══ Source data

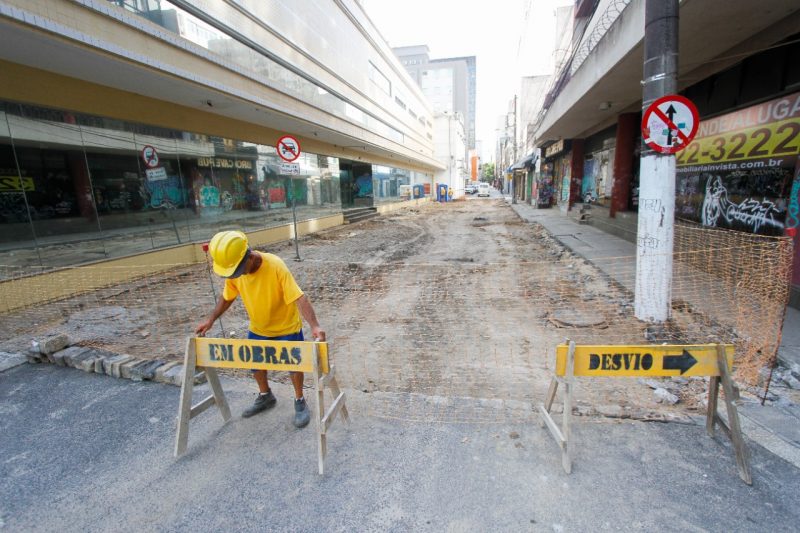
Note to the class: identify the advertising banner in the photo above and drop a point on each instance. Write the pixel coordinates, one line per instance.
(738, 172)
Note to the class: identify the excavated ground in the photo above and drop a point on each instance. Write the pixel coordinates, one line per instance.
(445, 312)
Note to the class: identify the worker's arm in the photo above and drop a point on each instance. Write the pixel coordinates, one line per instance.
(304, 305)
(221, 307)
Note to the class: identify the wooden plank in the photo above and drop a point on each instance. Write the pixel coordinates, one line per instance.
(739, 446)
(329, 417)
(552, 426)
(202, 406)
(711, 414)
(566, 460)
(334, 386)
(551, 393)
(321, 444)
(185, 403)
(325, 379)
(219, 395)
(718, 420)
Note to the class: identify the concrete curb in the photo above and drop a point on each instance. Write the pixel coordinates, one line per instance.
(56, 350)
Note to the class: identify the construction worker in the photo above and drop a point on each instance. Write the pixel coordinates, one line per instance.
(274, 304)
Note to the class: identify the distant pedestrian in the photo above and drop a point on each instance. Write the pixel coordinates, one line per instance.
(274, 304)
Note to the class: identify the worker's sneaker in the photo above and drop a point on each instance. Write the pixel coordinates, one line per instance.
(262, 403)
(301, 414)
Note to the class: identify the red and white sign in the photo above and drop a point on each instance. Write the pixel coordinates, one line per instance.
(150, 156)
(669, 124)
(288, 148)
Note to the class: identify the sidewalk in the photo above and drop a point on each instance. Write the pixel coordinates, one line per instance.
(777, 427)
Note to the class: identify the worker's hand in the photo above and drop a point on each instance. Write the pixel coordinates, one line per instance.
(203, 328)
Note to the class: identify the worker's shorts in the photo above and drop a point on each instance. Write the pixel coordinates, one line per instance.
(290, 337)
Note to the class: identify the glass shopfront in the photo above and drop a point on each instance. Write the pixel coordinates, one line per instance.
(77, 188)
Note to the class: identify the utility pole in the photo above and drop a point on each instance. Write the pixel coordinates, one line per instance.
(513, 197)
(655, 233)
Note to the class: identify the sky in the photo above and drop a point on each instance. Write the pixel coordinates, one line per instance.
(489, 30)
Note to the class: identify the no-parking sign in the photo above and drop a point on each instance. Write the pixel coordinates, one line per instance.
(288, 148)
(669, 124)
(150, 156)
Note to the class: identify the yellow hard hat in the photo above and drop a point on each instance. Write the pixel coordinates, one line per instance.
(227, 249)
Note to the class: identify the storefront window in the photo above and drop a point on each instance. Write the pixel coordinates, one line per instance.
(78, 188)
(56, 191)
(388, 182)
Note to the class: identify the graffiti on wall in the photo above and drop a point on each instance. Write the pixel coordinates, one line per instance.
(793, 215)
(209, 196)
(751, 213)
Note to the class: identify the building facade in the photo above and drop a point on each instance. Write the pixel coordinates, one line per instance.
(740, 172)
(448, 83)
(133, 125)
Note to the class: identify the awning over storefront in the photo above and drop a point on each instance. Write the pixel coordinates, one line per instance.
(526, 162)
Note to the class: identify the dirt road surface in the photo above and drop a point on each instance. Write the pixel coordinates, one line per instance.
(447, 312)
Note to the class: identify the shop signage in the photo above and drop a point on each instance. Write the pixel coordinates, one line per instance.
(290, 168)
(150, 156)
(655, 360)
(770, 132)
(669, 124)
(554, 149)
(221, 162)
(739, 170)
(156, 174)
(288, 148)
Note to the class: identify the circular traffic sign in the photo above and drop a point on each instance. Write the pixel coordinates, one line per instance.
(288, 148)
(670, 124)
(150, 156)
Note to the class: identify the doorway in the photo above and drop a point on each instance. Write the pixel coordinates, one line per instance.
(355, 180)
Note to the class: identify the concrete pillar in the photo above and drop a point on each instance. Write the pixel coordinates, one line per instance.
(576, 165)
(627, 128)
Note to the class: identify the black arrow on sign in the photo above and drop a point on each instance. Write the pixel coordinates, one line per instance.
(682, 362)
(670, 113)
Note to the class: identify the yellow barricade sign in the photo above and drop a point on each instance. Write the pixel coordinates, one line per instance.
(208, 354)
(712, 360)
(643, 360)
(249, 354)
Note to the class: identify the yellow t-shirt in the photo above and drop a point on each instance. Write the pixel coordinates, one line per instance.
(269, 295)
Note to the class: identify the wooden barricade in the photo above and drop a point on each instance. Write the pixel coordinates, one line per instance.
(208, 354)
(713, 360)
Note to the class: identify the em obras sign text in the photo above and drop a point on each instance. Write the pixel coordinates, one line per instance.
(260, 355)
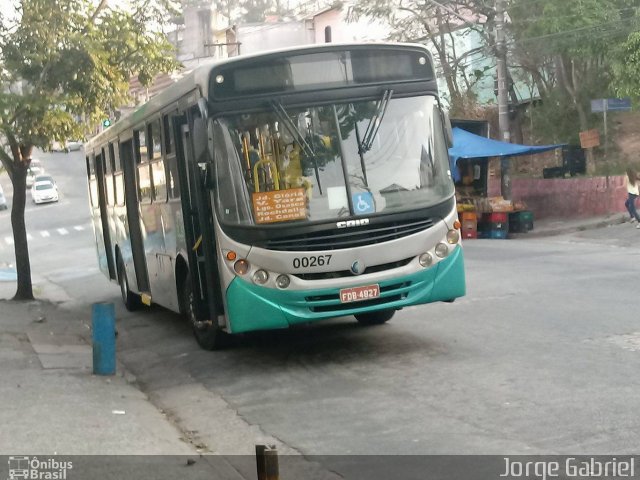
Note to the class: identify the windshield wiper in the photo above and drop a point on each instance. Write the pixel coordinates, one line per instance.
(283, 116)
(374, 123)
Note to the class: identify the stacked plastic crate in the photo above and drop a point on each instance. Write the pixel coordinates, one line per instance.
(520, 222)
(469, 222)
(493, 225)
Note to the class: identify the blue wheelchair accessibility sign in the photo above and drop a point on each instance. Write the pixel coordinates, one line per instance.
(363, 203)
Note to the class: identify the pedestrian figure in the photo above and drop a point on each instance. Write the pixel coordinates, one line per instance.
(632, 194)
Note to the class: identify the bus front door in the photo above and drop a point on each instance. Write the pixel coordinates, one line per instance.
(102, 198)
(133, 216)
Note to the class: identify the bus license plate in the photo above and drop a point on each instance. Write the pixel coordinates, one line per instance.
(359, 294)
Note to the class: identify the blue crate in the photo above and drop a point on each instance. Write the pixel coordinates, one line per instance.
(493, 234)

════

Please output every record above exactly. Leave the pictures out.

* Result of the exercise
Note to the class: identify the advertising banner in the photo above and drop a point on each instance. Write the pixel coordinates, one line per instance.
(738, 172)
Note to the class: identify the excavated ground in the photo above and drop a point on each instance. Write the pixel coordinates, one line per instance.
(445, 312)
Note to the class: identify the worker's arm in the photo above and drop a point on each instance. Write the pixel coordinates, one line per instance.
(304, 305)
(221, 307)
Note to the class: identify the wooden plank in the photo above and drop a point on each instance. Write the pixel coordinates, one line per instance.
(739, 446)
(329, 417)
(552, 426)
(202, 406)
(711, 414)
(566, 460)
(334, 386)
(551, 393)
(321, 444)
(185, 403)
(325, 379)
(219, 395)
(718, 420)
Note to the class: identify the concrete curb in the photo above and drop a point on each instance. Write the pixel coordinates, one line per instance.
(56, 350)
Note to the class: identify the construction worker in the photo above and drop a point on each instance. Write the pixel coordinates, one line per instance.
(274, 304)
Note to the class: identify the distant pedestrian in the photo above and drop a point on each instance. Write the pixel coordinates, one line per instance.
(274, 304)
Note to the class: identify the worker's sneaker in the photo above and drop a point on each instance. Write the pixel coordinates, one line per instance.
(262, 403)
(301, 414)
Note to the class: identify the red and white sign in the photo above and drop a point on each instance. Write the pixel coordinates, one line per instance.
(150, 156)
(669, 124)
(288, 148)
Note to the class: identify the sidewalk in the photo above and drop a point on each instance. Write the pixel coordinates, one line per instance.
(777, 427)
Note to the class: identify the worker's hand in the photo above and drop a point on each instance. Write the pixel coordinates, one line per instance.
(203, 328)
Note to the class: identify the worker's shorts in the photo above and drop a point on each instance. Write the pixel coordinates, one line per instance.
(290, 337)
Note to the class: identify the glass shopfront in the photo above and drop a point on each instance. Write the pixel coordinates, one line per instance.
(77, 188)
Note to the class: identify the utility pole in the photo above and drop a point on each instance. Write the pixel coordinates, one line per instance.
(513, 197)
(655, 233)
Note to the class: identify the sky in the photo above and drop a point on each instance. Write the pixel coordinates, one line per instance.
(489, 30)
Note to the class: identify the no-parking sign in the photo above and drop a point on each instance. Write the pixel coordinates, one line per instance.
(288, 148)
(669, 124)
(150, 156)
Note to the class: identify the yellow hard hat in the photo above and drop a point on each instance. Write the pixel coordinates, one line per instance.
(227, 249)
Note to the class: identify the storefront window in the photo above and drop a point on each instance. Write the pixel coordinates, one line per instance.
(78, 188)
(56, 191)
(388, 182)
Note to the class: identify the graffiti on wall in the photo above and drop a point on each instance. Write the pixel coordinates, one line per instance.
(793, 215)
(209, 196)
(751, 213)
Note to the class: identify the building facade in the photo above and drop a point on each instance. Write the pixel coordinates, one line per instance.
(740, 172)
(448, 83)
(133, 125)
Note to the class: identify the awning over storefront in the photo above and drop a point on each instance. Write the pixel coordinates, one line per instance.
(526, 162)
Note to the class: identify the dirt road surface in the photo above and drop a point on each instance. Write the pixel coordinates, one line per instance.
(447, 312)
Note to the class: identify the shop signage in the photo above and drop a point on each instance. Write the pixel coordinates, one line per instance.
(290, 168)
(150, 156)
(655, 360)
(770, 132)
(669, 124)
(554, 149)
(221, 162)
(739, 170)
(156, 174)
(288, 148)
Note to the class: identify the circular traffic sign in the photo above and drop a point on each instance. Write the pixel coordinates, one line per instance.
(288, 148)
(670, 124)
(150, 156)
Note to the class: identify the doorway in the photo above and drop a point on each instance. Write the pixel coordinates, one line per instance.
(355, 180)
Note to the class: identify the concrete pillar in the photo above and drop a point on each instance. Write the pixel coordinates, one line per instance.
(576, 165)
(627, 128)
Note to the class: identify the black arrow on sign in the photo above and drop a point on each instance. Write the pixel coordinates, one line per instance.
(682, 362)
(670, 113)
Note to the class: identify the yellow barricade sign in the photo above and drop a point on each instance. Write the pixel coordinates, one line per instance.
(208, 354)
(712, 360)
(643, 360)
(249, 354)
Note to the class: identify the yellow t-shirt in the photo above and drop a point on each instance. Write the pixel coordinates, one line per instance.
(269, 295)
Note to the class: identify the wooden barricade in the photo above and drop a point on each instance. Write the pixel coordinates, one line per instance.
(208, 354)
(713, 360)
Note to the class: identify the em obras sign text in the photo above and drop a point on each instance. Write the pixel coordinates, one line per instance.
(260, 355)
Note to the class: identify the windshield wiper in the photo above and drop a point on each instance. Write the pixel coordinates, one line per instance.
(283, 116)
(374, 123)
Note to the class: identify the stacked plastic crate in the photo above and drop a point on each instance. Write the pixel coordinates, one line per instance.
(520, 222)
(469, 222)
(493, 225)
Note to the class: identify the blue wheelchair accessibility sign in the photo above and drop a point on each instance. Write the pixel coordinates, one line per instance.
(363, 203)
Note to the class: identify the pedestrian figure in the photo above and drop a point on each instance. Write the pixel coordinates, one line per instance.
(632, 194)
Note to the class: identify the bus front door in the photo above and drop a point on each instance. Write the pixel coordinates, one line per instance.
(102, 198)
(133, 216)
Note to the class: identify the bus license plate in the photo above and drop a point on each instance. Write the pixel coordinates, one line per instance.
(359, 294)
Note to the class: identify the blue crate in the photo above and drop a point on each instance. Write the pixel coordinates, one line per instance.
(493, 234)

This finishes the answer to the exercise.